(Photo-based point labeling data)
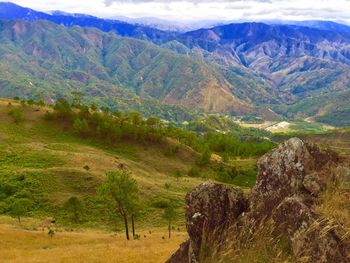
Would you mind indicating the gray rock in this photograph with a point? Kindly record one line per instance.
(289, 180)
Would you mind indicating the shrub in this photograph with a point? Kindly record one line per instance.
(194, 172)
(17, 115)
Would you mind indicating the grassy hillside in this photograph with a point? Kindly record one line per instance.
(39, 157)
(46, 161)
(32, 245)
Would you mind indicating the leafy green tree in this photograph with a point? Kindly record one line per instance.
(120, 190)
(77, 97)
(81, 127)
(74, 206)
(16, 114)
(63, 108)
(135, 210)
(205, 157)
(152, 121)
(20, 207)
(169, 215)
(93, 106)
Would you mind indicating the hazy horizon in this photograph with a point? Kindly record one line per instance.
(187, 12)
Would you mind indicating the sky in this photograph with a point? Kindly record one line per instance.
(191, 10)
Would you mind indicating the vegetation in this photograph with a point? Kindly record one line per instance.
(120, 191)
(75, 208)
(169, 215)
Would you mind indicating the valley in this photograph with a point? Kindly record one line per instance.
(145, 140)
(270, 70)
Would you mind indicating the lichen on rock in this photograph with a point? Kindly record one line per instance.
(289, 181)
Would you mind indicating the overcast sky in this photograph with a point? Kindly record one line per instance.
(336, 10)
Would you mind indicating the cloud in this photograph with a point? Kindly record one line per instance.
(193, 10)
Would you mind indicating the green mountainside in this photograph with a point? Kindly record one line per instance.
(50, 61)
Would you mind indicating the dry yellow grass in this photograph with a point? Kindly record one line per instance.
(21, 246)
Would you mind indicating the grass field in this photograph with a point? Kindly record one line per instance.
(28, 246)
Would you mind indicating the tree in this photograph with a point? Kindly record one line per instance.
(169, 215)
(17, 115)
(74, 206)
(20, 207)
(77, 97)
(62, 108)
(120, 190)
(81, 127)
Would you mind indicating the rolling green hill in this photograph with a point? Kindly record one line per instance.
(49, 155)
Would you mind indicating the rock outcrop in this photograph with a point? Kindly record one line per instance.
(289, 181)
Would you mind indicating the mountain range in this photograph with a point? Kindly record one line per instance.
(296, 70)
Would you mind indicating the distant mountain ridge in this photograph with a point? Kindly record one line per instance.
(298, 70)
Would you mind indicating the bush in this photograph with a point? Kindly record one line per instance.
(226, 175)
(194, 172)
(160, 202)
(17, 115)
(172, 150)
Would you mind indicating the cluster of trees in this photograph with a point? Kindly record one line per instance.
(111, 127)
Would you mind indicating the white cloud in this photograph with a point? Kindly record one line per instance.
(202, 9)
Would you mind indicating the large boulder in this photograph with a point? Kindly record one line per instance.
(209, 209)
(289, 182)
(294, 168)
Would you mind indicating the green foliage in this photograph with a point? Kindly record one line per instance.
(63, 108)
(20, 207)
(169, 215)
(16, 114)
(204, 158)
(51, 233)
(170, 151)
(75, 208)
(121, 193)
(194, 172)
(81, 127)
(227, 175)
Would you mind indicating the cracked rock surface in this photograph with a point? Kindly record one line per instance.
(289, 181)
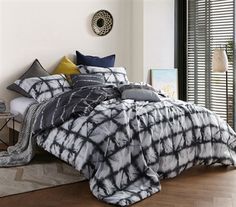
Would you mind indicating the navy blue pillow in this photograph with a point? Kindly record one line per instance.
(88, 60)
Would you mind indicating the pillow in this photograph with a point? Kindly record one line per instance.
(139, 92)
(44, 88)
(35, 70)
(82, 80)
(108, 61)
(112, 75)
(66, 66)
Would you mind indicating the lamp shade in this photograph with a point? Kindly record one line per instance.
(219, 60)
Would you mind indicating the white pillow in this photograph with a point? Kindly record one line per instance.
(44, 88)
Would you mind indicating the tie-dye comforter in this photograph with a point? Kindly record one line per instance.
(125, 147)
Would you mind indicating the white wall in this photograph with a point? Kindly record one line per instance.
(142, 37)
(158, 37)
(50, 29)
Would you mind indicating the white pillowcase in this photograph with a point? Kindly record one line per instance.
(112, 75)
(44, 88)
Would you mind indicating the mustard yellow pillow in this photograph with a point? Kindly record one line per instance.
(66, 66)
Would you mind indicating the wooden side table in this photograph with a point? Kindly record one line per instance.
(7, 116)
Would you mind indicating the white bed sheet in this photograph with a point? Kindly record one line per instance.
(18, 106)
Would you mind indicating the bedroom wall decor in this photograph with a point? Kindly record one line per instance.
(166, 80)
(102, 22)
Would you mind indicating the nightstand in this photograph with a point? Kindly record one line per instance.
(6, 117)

#### [Task goal]
In your copy of the records, include no pictures; repeat everything else exactly.

#### [Exercise solution]
Would you mind indicating the gray rock in this photograph with a point? Kindly record one line per instance.
(289, 180)
Would you mind indicating the shrub in this photograph with a point? Kindly record one line per instance.
(194, 172)
(17, 115)
Would you mind indicating the grassy hillside in this photograph with a point? Kindly record one line per instance.
(39, 157)
(46, 161)
(32, 245)
Would you mind indicating the leafy green tree in this photograph with a point? Kindly record one line per instance.
(120, 190)
(77, 97)
(81, 127)
(74, 206)
(16, 114)
(63, 108)
(135, 210)
(205, 157)
(152, 121)
(20, 207)
(169, 215)
(93, 106)
Would you mind indicating the hazy horizon in this photograph with a point? Kindly record one line per instance.
(187, 12)
Would you mind indicating the sky in this photograph with a point? Kindly record one line per instance.
(191, 10)
Would you mind indicating the vegetation in this photograph with a point? Kindly record one line per instance.
(120, 191)
(75, 208)
(169, 215)
Would you mind indicating the valley in this photograph with a point? Kindly record one line per instance.
(145, 140)
(270, 70)
Would you mind indicating the lichen on rock in this photograph with a point? Kindly record one line per instance.
(289, 181)
Would you mind indicating the overcast sky in this photograph with a point? Kindly record one line per instance.
(336, 10)
Would you mind indicating the cloud in this photograph with a point? Kindly record one line per instance.
(193, 10)
Would you mind indicating the green mountainside in this photograph with a point? Kindly record one line per instance.
(50, 61)
Would you mind indicating the dry yellow grass in this photograph with a point? Kindly record one line per instance.
(21, 246)
Would you mind indicating the grass field in this photograph with a point? Kindly record one line per instance.
(28, 246)
Would you mind indicating the tree in this photograph with a point? Kindly record one line per instance.
(169, 215)
(17, 115)
(74, 206)
(20, 207)
(77, 97)
(62, 108)
(120, 190)
(81, 127)
Would you mind indicating the rolling green hill in this photograph with a point? Kindly record one line per instance.
(49, 155)
Would you mind indicating the rock outcrop in this photograph with a point? Kindly record one line per instance.
(289, 181)
Would you mind indicating the mountain range in this photograph with a point? Kindly record one line per instance.
(296, 70)
Would you mind indicating the distant mountain ridge in this photograph with a point? Kindly record one line per instance.
(298, 70)
Would you mind indicating the bush in this photograph with a point? Kindly record one line per instance.
(226, 175)
(194, 172)
(160, 202)
(17, 115)
(172, 150)
Would you mind indicating the cluster of trees in this photograph with a point? Kindly record one line per instance.
(111, 127)
Would you mind indicating the white cloud in this photograph with a point? Kindly record one line per instance.
(202, 9)
Would you mind indicating the large boulder in this photograph with a point? Kindly record one line per instance.
(209, 209)
(289, 182)
(294, 168)
Would you mind indicating the green foliage in this photograph with a point? Kindly record one line per instance.
(63, 108)
(20, 207)
(169, 215)
(16, 114)
(204, 158)
(51, 233)
(170, 151)
(75, 208)
(121, 193)
(194, 172)
(81, 127)
(227, 175)
Would you mind indicating the cracked rock surface in this photograph with a point? Kindly record one line per instance.
(289, 181)
Would you mind indicating the navy blue pillow in this photograph with a point? Kindly record one line per instance.
(88, 60)
Would you mind indicating the pillow in this photograph with a point? Kindly record one line per instance.
(139, 92)
(44, 88)
(35, 70)
(82, 80)
(108, 61)
(112, 75)
(66, 66)
Would you mind indicating the lamp shade in this photograph with a point? Kindly record one line per instance.
(219, 60)
Would you mind indicating the white pillow in this photograph with a point? Kindly record one line per instance.
(44, 88)
Would you mind indicating the tie-dye comforter in this photograph with a point? Kindly record one line per instance.
(125, 147)
Would you mind indicating the white wall in this photograph with a point? Kindly record one line per instance.
(142, 37)
(158, 37)
(50, 29)
Would you mind indicating the white pillowcase in this photograph with a point? Kindly record one line per instance.
(112, 75)
(44, 88)
Would you mind indicating the mustard yellow pillow in this photograph with a point? Kindly record one line per instance.
(66, 66)
Would you mind indicating the wooden side table in this photograph with a point? Kindly record one line per instance.
(7, 116)
Would you mind indicating the white bed sheet in this photograph with a point? Kindly record one line per instance.
(18, 106)
Would you mind indicating the bedroom wall decor in this photograph with a point? Kindly record one line per instance.
(166, 80)
(102, 22)
Would you mind indicating the nightstand in this photograph with a point? Kindly record one line per instance.
(6, 117)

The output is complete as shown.